## Document
The former regarded abolition as the essential point of departure for any scheme of criminal reform, while the latter put this question "Must society and a criminal watch each other for ever to see which will be the first to cease to shed blood3?" Considerable literature was published in Italy, France and Sweden on the subject. In the French Constitution of 1948, death penalty was abolished for political cases, and in the French Criminal Code of 1832 the number of capital crimes was reduced and other reforms made. Reforms followed in some Swiss Cantons also.
1. Beccaria, quoted in Scott The history of Capital Punishment, (1950), p. xiv.
2. Joyce, Right to Life (1962).-pp. 70 and 71.
3. See Joyce Right to Life, (1962), p. 73.
53. The 19th century may perhaps be described as an era of great strides in the direction of abolition. The following quotation from Joyce1 gives a full picture of what took place in that century.
This movement continued steadily until the end of the century. Portugal, it may be surprising to discover, appears to have carried out no executions since 1843 and legally abolished Capital Punishment in 1867. This lead was followed by Saxiny in 1868, the Netherlands in 1870, Maine (U.S.A.) in 1887, Costa Rica in 1880, Italy and Guatemala in 1889, Brazil in 1890, Nicaragua in 1892 and Honduras in 1894.
The Swiss experience will receive specific mention later, but it can here be recorded in the general sequence that the death penalty was abolished in Neuchatel in 1854, Zurich in 1869, Tessin and Geneva in 1871, Basle in 1872 and Soleure in 1874. Moreover, by a declaration of principle in the revised Federal Constitution of 1874 (Article 65), the death penalty was abolished, except in military law in time of war. At the same time, it is to be noticed that, in countries still retaining the death penalty, proposals were frequently introduced for its abolition and it was, in practice, applied less and less.

## Data
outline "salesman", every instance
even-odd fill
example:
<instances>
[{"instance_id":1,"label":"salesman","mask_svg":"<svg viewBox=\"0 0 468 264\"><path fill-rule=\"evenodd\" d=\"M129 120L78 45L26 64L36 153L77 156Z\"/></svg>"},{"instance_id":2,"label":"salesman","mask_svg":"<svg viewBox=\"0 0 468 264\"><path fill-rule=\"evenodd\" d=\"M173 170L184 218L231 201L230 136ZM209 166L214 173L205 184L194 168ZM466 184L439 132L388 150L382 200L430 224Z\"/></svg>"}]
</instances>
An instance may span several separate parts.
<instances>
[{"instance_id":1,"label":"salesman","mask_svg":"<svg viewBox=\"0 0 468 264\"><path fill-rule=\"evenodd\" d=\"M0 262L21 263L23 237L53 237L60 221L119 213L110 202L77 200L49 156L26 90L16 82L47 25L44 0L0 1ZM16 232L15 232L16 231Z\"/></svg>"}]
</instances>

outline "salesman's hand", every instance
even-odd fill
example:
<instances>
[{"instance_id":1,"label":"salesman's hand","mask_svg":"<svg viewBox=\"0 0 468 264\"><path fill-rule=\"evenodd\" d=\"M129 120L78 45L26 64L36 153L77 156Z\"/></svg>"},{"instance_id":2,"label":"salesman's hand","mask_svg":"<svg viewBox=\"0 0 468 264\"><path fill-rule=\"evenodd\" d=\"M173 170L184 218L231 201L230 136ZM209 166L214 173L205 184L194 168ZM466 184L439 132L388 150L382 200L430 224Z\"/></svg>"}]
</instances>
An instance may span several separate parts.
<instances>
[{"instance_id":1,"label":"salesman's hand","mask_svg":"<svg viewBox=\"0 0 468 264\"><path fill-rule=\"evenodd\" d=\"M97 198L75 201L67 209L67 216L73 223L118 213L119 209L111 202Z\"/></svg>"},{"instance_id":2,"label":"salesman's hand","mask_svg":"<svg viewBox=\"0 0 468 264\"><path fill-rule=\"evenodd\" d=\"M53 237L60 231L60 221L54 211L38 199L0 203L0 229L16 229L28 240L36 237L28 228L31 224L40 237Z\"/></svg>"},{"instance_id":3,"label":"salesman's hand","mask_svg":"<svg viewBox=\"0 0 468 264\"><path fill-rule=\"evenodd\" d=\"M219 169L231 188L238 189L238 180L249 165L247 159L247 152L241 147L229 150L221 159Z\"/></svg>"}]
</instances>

## What is asked
Extend the passage on the abolition of the death penalty, picking up after its final sentence.

## In response
For instance, while in Germany it was still retained in the penal code of 1871, the proportion of executions before the First World War was less than 1 per cent. of capital cases. In France, the President regularly reprieved those condemned and, for the first ten years of the present century, nearly 90 per cent. of sentences were commuted. Professor Jean Graven comments on these undoubted advances as follows: "It might seem that the question was almost closed and that the guillotine and the gallows would soon be relegated to the museum....The death penalty, even for the most atrocious murders, seemed to be retreating before the advance of civilisation".
The movement was also gaining ground in the Nordic countries, where there had been no executions for many years. The abolition of the penalty in Norway, where it had not been used for over a century, occurred in 1905, and was followed in Sweden in 1921, Denmark in 1930, Iceland in 1944 and Finland in 1949. Incidentally, there is no record of any condemned person having been executed in Finland since 1826, though the situation was radically changed, of course, during the course of Russo-Finish War in 1940. What happened in Norway, as a consequence of the Second World War, is reserved for comment below. In the case of Denmark, however, the death penalty was recently re¬introduced for treason.
It need hardly be stressed that the Second World War and its aftermath of "retribution" played havoc with these healthy trends. On that account, no conspectus of such developments, covering the experience of so many countries, could possibly be presented in any logical or consistent manner, so none is attempted. (The Table in the Appendix2 attempts a bird's eye view of the position at the present time, but is subject to explanations in the main text).
For instance, the Netherlands, gave up the penalty in 1870, but re-introduced it at the end of the Second World War; and, between 1945 and 1949, one hundred and twenty death sentences were pronounced. Belgium has carried out no non¬military death sentences since 1863, but the penalty has not been legally abolished by any Act of Parliament. Portugal, as already mentioned, renounced the death penalty officially in 1867 and Spain did the same in 1932.
But would any conscientious observer care to dogmatise on the practice of these two non-parliamentary dictatorships-especially in the latter case-in view of the serious inroads into personal freedom, associated with both these States, which have been the subject of frequent international concern or actual interventions?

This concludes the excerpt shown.